REQUIREMENT: Copy the rows below word for word, leaving out the pictures.

## start INPUT RECORDS

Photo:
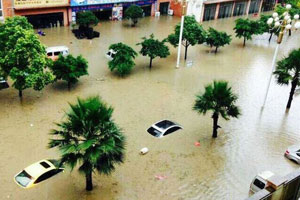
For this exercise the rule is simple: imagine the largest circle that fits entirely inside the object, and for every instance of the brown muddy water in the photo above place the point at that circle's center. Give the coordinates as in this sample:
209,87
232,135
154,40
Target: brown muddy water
219,168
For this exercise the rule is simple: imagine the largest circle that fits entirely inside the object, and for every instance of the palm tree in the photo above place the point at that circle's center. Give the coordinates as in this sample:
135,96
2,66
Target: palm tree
288,70
218,98
90,138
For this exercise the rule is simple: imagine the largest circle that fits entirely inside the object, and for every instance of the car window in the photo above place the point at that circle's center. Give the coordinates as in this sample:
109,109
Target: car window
171,130
57,53
47,175
154,132
259,184
23,178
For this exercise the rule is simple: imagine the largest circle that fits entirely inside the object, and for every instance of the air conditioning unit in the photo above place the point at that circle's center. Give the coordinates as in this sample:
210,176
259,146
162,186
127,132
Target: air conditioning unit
170,12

## end INPUT RECORDS

EXERCISE SOLUTION:
Photo:
For this exercise the rule is simple: imagine the largest circle that fits entirely inside the object, and for every instance of the brown muddy water in the photo above place the point at that circle's center. Give the coordinates as in this sample:
209,87
232,135
154,40
Target: brown muddy water
219,168
For this exercise the rule is simple: imagine the largest circle that fits entirely inside the object, and for every instance of the palm tree in the photo above place the point at that circle's center. Give the coordinates as in this sample:
135,96
2,66
Target: palm tree
288,70
218,98
90,138
For this exercise the rule is simple: imagine the largest circle that fits entirely inside the object, and for every instance of the car window in the photo above place the point at that circle's center. Give the coordinates as in this sample:
109,109
Target: car window
171,130
57,53
47,175
154,132
259,184
23,178
For this exercise the rule is simple: imagine the largest circle that fits entirely inside the object, and for every instance of the air conditioning unit in the photo above place the point at that circle's center. Give the coordinates as in this sample:
210,176
259,146
162,186
127,132
Target: air conditioning unit
170,12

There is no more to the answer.